1.2. Remote/guided participation

Firstly, there are those experiments where wide consultation amongst team members is required during an experimental run, and those team members can be distributed between continents. Secondly, the gulf between those countries that have synchrotron and neutron facilities and those that do not can be lessened if much wider participation could be organized. Thirdly, more complex experiments might be attempted if direct participation is established.

1.2.1. Short review of remote experiment systems

Pre-delivery of samples and robotic sample loading has been pioneered especially at Stanford Synchrotron Radiation Laboratory (SSRL) (González et al., 2005[González, A., Cohen, A., Eriksson, T., McPhillips, S., Moorhead, P., Narevicius, J., Sharp, K., Smith, C., Song, J. & Soltis, S. M. (2005). Synchrotron Rad. News, 18, 36-39.]). This has thus far not included internet audio link-up owing to firewall restrictions on the software that can be permitted at Stanford Linear Accelerator (SLAC) (S. M. Soltis, personal communication). In Australia a web-based system, including access specifically to a Bruker diffractometer, as described here, has been initiated (Atkinson et al., 2006[Atkinson, I. M., du Boulay, D. J., Chee, C., Chiu, K., King, T., McMullen, D. F., Quilici, R., Sim, N. G. D., Turner, P. & Wyatt, M. (2006). Proceedings of the IEEE International Conference on e-Science and Grid Computing (e-Science 2006), December 2006, Amsterdam, The Netherlands.]). At centralized facilities with conventional X-ray source diffractometers both in the UK and in the USA, a seamless distributed computing approach has been used involving the GRID to provide remote secure visualization, monitoring and interaction with the laboratory and the diffraction experiment, supervision and input to the data workup and analysis processes, and to enable dissemination and further use of the resulting structural data (Coles et al., 2005[Coles, S. J., Frey, J. G., Hursthouse, M. B., Light, M. E., Meacham, K. E., Marvin, D. J. & Surridge, M. (2005). J. Appl. Cryst. 38, 819-826.]; Bramley et al., 2006[Bramley, R., Chiu, K., Devadithya, T., Gupta, N., Hart, C., Huffman, J. C., Huffman, K., Ma, Yu. & McMullen, D. F. (2006). J. Chem. Inf. Model. 46, 1017-1025.]). In the microscopy community there is the Argonne National Laboratory `AAEM TPM Collaboratory TelePresence Server' ( ), which is one of the remote collaboration tools enabled by means of a server for `TelePresence Observation Modes in Scientific Research Environments'. At this microscopy facility each of their TelePresence server windows is organized as a module, which is linked into a thin client web-enabled page.

Possibly the earliest project development is that at the University of California San Diego where their Telescience project ( ) emerged from the early efforts of researchers at the USA National Center for Microscopy and Imaging Research (NCMIR) to remotely control bio-imaging instruments. In particular, in 1992, NCMIR demonstrated the first system to control an electron microscope over the Internet from the SIGGraph Conference in Chicago. This proof-of-concept system enabled conference attendees to interactively acquire and view images via remote control of one of the intermediate voltage electron microscopes at the NCMIR. In 1999 their web-based telemicroscopy system was released and researchers were able to use the remote interface to acquire data. It became clear, however, for a complete remote research scenario, that the ability to remotely acquire data had, in their view, to be closely coupled to data computation and computer storage resources. Their current Telescience project was specifically developed to address that issue.

**Given data**
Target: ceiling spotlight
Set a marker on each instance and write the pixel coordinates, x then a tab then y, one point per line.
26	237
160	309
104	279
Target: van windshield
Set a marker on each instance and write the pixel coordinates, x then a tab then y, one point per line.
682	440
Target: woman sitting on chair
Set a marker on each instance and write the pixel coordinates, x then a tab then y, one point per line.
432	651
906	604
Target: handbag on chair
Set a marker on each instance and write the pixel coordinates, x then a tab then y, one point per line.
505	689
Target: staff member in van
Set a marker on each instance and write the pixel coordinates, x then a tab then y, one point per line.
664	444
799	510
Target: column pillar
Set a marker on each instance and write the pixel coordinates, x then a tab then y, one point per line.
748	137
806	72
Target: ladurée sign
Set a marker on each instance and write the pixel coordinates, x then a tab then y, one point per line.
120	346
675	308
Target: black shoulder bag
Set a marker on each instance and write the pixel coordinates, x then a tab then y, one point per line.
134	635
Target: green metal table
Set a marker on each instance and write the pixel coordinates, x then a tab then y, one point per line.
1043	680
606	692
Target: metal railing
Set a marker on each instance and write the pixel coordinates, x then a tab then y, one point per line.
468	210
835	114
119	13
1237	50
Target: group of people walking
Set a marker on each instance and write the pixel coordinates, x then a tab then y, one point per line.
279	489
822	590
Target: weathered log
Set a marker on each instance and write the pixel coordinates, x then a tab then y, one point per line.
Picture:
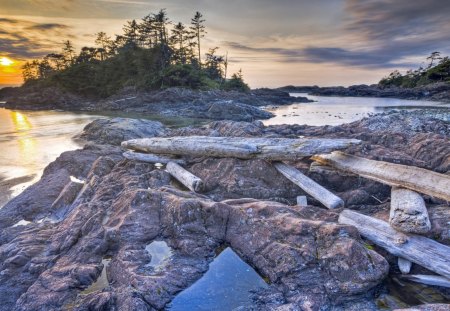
418	249
404	265
408	211
435	280
309	186
328	170
150	158
275	149
189	180
411	177
302	200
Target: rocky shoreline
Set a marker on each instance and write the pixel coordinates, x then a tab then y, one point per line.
434	92
173	102
310	261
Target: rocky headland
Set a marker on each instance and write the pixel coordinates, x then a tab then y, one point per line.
435	91
172	102
56	234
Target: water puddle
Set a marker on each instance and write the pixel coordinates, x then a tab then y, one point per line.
21	223
101	282
404	294
225	286
160	253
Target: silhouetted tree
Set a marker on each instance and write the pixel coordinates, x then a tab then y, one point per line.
433	57
213	64
104	43
198	30
178	40
131	32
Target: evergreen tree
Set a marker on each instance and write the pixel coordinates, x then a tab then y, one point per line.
69	53
131	32
104	43
198	30
178	42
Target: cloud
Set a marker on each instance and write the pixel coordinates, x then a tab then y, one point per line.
22	39
47	27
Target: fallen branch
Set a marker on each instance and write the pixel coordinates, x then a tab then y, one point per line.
408	212
150	158
275	149
309	186
411	177
189	180
418	249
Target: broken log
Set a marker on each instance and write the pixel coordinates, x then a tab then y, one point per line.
418	249
408	212
302	200
275	149
189	180
328	170
435	280
309	186
411	177
150	158
404	265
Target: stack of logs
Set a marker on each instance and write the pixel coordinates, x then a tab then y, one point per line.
408	215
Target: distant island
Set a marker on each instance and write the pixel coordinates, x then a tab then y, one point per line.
431	82
153	53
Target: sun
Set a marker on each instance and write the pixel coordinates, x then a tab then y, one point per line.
5	61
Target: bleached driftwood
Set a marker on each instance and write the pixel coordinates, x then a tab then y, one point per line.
328	170
150	158
302	200
418	249
435	280
411	177
275	149
408	211
309	186
189	180
404	265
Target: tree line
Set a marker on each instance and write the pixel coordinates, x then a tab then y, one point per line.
151	53
436	70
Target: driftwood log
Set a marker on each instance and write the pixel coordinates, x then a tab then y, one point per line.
435	280
418	249
276	149
308	185
150	158
414	178
408	211
189	180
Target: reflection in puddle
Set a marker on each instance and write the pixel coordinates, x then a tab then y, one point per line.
101	282
225	286
403	294
22	223
160	253
335	110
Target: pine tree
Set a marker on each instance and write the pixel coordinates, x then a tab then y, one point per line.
131	32
198	30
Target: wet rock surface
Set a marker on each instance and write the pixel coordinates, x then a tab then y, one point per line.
173	102
310	261
114	131
439	91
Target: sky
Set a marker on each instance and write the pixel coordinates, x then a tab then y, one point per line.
275	43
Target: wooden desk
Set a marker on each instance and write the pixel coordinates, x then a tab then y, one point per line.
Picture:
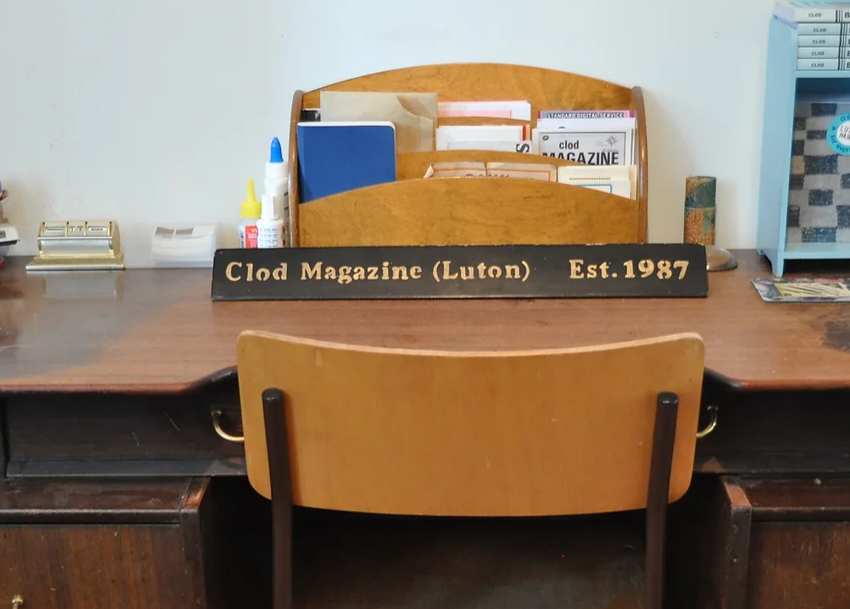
112	377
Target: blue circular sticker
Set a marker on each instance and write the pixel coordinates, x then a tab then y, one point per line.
838	134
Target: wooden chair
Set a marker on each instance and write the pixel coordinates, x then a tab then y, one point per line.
434	433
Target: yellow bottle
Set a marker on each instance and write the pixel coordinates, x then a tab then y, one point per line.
251	210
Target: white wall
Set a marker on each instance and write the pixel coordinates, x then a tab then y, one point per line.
159	111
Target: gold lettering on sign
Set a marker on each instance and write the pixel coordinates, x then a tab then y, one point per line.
228	271
445	270
311	273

**Requirements**
a - Does the remote participation excerpt agree with each statement below? For each, answer yes or no and quote the words from the excerpt that decide it.
(i) The SSRL sample system has included an internet audio link-up.
(ii) In 1992, NCMIR controlled an electron microscope over the Internet from a conference in Chicago.
(iii) NCMIR released its web-based telemicroscopy system in 1999.
b - Write the next part of the remote participation excerpt, picking up after its last sentence.

**Written responses**
a -
(i) No: "This has thus far not included internet audio link-up owing to firewall restrictions on the software that can be permitted at Stanford Linear Accelerator (SLAC)"
(ii) Yes: "in 1992, NCMIR demonstrated the first system to control an electron microscope over the Internet from the SIGGraph Conference in Chicago"
(iii) Yes: "In 1999 their web-based telemicroscopy system was released"

b -
1.3. Impact of Telepresence on user training and teaching

The training of new researchers to synchrotron radiation and neutron facilities will be expedited offering flexibility in training times and number of people trained. A specific situation of interest was of the instrument scientist being at station 9.8 linked into a classroom on a different continent, which was demonstrated within the NATO Advanced Training Workshop held immediately prior to ECM24 in Marrakech (August 2007).

2. Station 9.8 experimental details

In accordance with SRS safety protocols for SMX beamlines, there is no direct control of the station hardware (shutter, diffractometer etc.) from outside of the user work area. Therefore a physical presence of one or more members of the research collaboration is required on the beamline. The turnkey system provides embedded video and audio as an encoded video stream and returns audio to participants via proprietary web-broadcast plug-ins. Camera systems (with audio) are located in both the instrument `hutch' and the data acquisition room. Access is controlled via IP address level security at the camera and facility firewalls. We now detail the various aspects at SRS station 9.8 (Fig. 1[link] shows a block diagram scheme).

[Figure 1]
Figure 1
Block diagram depicting security, audio and control layout for AXIS camera systems.

2.1. Telepresence experimental approach used

Two AXIS-214 PTZ media servers (Figs. 2a and 2b[link]) provide both video and audio/verbal support. One is located in the station 9.8 experimental/`hutch' area and the other in the data acquisition room. Control of the camera systems is achieved by the use of Microsoft Internet Explorer and the `axis media control' ActiveX plug-in. A simple command queue is built into the media server allowing direction, zoom and other functions to be queued on `a first-come first-served' basis when more than one remote participant wishes to operate the system. The internet bandwidth requirements are quite straightforward by today's standards, and are as follows: outgoing communication, 1 Mbit s−1; incoming communication required, 5 Mbit s−1. The costs of providing the two cameras plus microphone and speakers is very modest at approximately GBP 2000 (USD 4000).

[Figure 2]
Figure 2
Telepresence camera (a) and close-up view (b). (The same type of camera is employed in the instrument hutch and in the data acquisition hutch.)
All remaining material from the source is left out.